- Task description
Copy the data word for word, keeping every line.
>> START
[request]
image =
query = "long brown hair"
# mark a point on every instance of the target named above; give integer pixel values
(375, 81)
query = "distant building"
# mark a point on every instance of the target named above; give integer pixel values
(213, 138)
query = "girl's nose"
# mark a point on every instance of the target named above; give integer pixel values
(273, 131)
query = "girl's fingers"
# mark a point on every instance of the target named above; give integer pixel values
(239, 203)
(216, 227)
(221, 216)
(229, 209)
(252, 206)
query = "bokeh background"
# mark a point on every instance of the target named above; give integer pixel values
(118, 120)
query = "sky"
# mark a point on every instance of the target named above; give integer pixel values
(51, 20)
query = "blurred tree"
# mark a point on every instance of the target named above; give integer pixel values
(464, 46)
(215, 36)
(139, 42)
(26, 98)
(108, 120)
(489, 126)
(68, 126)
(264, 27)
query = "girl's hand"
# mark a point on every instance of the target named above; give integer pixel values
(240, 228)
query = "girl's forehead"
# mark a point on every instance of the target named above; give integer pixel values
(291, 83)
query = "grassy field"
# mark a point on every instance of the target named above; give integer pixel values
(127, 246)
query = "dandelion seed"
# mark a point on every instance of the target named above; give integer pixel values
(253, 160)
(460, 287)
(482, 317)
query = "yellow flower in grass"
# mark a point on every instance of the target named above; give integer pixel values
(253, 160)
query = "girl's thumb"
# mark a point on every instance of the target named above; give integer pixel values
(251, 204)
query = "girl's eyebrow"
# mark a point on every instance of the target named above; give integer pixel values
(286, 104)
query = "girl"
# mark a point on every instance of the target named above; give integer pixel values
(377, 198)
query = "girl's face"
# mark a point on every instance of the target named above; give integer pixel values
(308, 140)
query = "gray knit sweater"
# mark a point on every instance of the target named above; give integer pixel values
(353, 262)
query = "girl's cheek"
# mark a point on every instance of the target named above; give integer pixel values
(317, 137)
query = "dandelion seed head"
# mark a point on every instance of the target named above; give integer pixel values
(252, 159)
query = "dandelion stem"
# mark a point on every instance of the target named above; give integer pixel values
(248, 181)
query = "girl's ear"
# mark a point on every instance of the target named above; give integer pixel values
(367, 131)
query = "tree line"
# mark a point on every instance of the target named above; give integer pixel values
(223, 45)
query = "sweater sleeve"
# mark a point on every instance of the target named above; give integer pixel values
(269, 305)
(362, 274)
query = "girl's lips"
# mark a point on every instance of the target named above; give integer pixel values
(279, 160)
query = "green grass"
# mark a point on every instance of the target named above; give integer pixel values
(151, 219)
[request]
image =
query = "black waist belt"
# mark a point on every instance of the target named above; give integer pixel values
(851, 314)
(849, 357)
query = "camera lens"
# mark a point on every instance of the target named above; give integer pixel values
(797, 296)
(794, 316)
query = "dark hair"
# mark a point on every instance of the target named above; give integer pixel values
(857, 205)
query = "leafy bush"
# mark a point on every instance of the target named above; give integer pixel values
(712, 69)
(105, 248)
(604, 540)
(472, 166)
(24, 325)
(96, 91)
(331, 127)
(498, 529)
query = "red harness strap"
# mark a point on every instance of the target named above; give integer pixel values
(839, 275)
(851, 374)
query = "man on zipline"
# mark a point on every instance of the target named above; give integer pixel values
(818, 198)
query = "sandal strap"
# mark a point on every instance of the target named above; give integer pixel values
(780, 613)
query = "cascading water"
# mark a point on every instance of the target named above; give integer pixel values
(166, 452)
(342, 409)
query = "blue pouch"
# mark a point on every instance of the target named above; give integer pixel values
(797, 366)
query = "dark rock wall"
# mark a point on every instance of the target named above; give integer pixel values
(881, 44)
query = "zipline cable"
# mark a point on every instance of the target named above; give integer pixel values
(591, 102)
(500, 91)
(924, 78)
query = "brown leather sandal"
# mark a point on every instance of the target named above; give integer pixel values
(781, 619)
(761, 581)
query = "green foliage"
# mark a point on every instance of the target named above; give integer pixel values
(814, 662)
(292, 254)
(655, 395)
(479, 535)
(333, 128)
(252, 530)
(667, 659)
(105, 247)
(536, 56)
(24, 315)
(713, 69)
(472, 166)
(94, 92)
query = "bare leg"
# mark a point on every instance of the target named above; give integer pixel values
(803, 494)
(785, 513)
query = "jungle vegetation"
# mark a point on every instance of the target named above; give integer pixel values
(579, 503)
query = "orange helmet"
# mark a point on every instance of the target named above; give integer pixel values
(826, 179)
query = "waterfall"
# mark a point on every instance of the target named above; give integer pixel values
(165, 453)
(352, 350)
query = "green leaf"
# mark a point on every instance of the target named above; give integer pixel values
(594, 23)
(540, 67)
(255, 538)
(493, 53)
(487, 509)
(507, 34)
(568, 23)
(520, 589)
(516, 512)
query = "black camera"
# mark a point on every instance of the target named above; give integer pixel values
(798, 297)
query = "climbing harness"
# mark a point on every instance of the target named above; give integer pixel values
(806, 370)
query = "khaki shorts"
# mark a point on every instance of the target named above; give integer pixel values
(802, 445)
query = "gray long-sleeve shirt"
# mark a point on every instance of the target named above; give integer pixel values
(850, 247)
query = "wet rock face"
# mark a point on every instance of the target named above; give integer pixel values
>> END
- Exercise output
[request]
image =
query = "long brown hair"
# mark a point on every instance of the target named above; give integer pixel values
(375, 81)
query = "distant building"
# mark a point on every instance of the target named above; give integer pixel values
(213, 138)
query = "girl's nose"
# mark a point on every instance of the target named above; give integer pixel values
(273, 131)
query = "girl's fingers"
# mark a point on every instance of the target named above; give integer pixel values
(239, 203)
(216, 227)
(221, 216)
(229, 209)
(252, 206)
query = "bokeh background"
# mark a point on every instance of the target named above; give integer pixel values
(118, 120)
query = "sky"
# mark a point on every instance of the target named above; give integer pixel values
(51, 20)
query = "blurred tree"
# mark a point on every instance of the target named above; give integer pixel values
(464, 46)
(215, 36)
(139, 42)
(26, 98)
(108, 120)
(489, 126)
(68, 126)
(264, 27)
query = "girl's hand"
# mark a point on every instance of the target named above; give integer pixel values
(240, 228)
query = "girl's forehead"
# mark a point on every instance of the target named above; give integer pixel values
(291, 83)
query = "grassy field"
# mark a point on every instance of the target named above; give integer pixel values
(127, 246)
query = "dandelion seed"
# mark a point on every instance of the target named above; give integer pixel values
(253, 160)
(460, 287)
(482, 317)
query = "yellow flower in grass"
# mark a point on every instance of the target named above; give integer pixel values
(253, 160)
query = "girl's thumb"
# mark a point on every instance of the target named above; give integer pixel values
(251, 204)
query = "girl's eyebrow"
# mark a point on every instance of the target named above; give integer pixel values
(286, 104)
query = "girl"
# mark a point on every instance of the target named above; give integer pixel values
(377, 198)
query = "girl's face"
# mark a point on every instance of the target named above; give integer pixel values
(308, 140)
query = "gray knit sweater"
# mark a point on every instance of the target named above; give integer pixel values
(353, 262)
query = "girl's cheek"
# mark a point on every instance of the target named above; give integer pixel values
(317, 137)
query = "dandelion seed head"
# mark a point on every instance of the target named above; give integer pixel values
(252, 159)
query = "dandelion stem"
# mark a point on every instance of the target named above; give integer pixel values
(248, 181)
query = "girl's ear"
# mark a point on every instance of the target named above; give integer pixel values
(367, 131)
query = "tree line"
# mark a point on every instance of the target named above; give integer pixel values
(223, 45)
query = "sweater sleeve"
# mark a point on every instance of the target named above; give integer pixel values
(269, 305)
(362, 274)
query = "girl's lips"
# mark a point on every instance of the target named above; give integer pixel values
(279, 160)
query = "green grass"
# mark a point on every instance of the target named above; give integer pixel values
(151, 219)
[request]
image =
query = "black waist belt"
# mark a point on every instance of the target named above; give integer pixel values
(851, 314)
(849, 357)
query = "camera lens"
# mark a point on every instance of the target named above; give integer pixel values
(797, 296)
(794, 316)
query = "dark hair"
# mark a point on every instance of the target named above; give integer pixel values
(857, 205)
query = "leafy bush"
# mark a point on every instance of the target named above; give integer pixel values
(712, 69)
(105, 248)
(604, 540)
(472, 166)
(24, 325)
(96, 91)
(331, 127)
(498, 529)
query = "red harness strap"
# mark a point on every instance of the target named above; give integer pixel values
(839, 275)
(851, 374)
query = "man on zipline"
# mark a point on every instance of the target named above; give integer pixel values
(818, 198)
query = "sandal strap"
# mark a point on every instance of the target named above; give integer pixel values
(780, 613)
query = "cascading water"
# mark a point on every instance of the target named above; give integer pixel values
(166, 452)
(342, 409)
query = "blue pouch"
# mark a point on every instance of the target named above; give integer pixel values
(797, 366)
query = "dark rock wall"
# mark a point on every instance of the target named above; give integer pixel values
(881, 44)
query = "zipline cable"
# mark a point on every instance of the target named above; give integer pixel values
(591, 102)
(500, 91)
(924, 78)
query = "brown leather sandal"
# mark a point on every instance of the target named above; give integer pixel values
(781, 619)
(761, 581)
query = "green foliage"
# mark a point on every instance of the target named above; give integer pixel values
(814, 662)
(292, 254)
(655, 395)
(479, 535)
(333, 128)
(252, 530)
(667, 659)
(105, 247)
(536, 56)
(24, 315)
(713, 69)
(472, 166)
(94, 92)
query = "bare leg"
# mark a point on every instance of the target named above; give integer pixel values
(803, 494)
(785, 513)
query = "jungle vegetation"
# mark a point on every instance of the target named above; give integer pixel values
(579, 503)
query = "orange helmet"
# mark a point on every instance of the target named above; give integer pixel values
(826, 179)
query = "waterfall"
# mark a point on every instance of the target named above; give integer pixel values
(165, 453)
(352, 350)
query = "green leaf"
# mark a point on every instance of the target named above; give integer pixel values
(594, 23)
(540, 67)
(255, 538)
(493, 53)
(487, 509)
(507, 34)
(568, 23)
(520, 589)
(516, 512)
query = "black camera"
# mark a point on every instance of the target named above; give integer pixel values
(798, 297)
query = "climbing harness"
# mark a point on every instance of the target named above; give integer pixel values
(806, 370)
query = "khaki shorts"
# mark a point on every instance of the target named above; give integer pixel values
(802, 445)
query = "gray long-sleeve shirt"
# mark a point on every instance of the target named above; give integer pixel values
(850, 247)
query = "wet rock face"
# mark a point on every instance of the target named above; give integer pixel values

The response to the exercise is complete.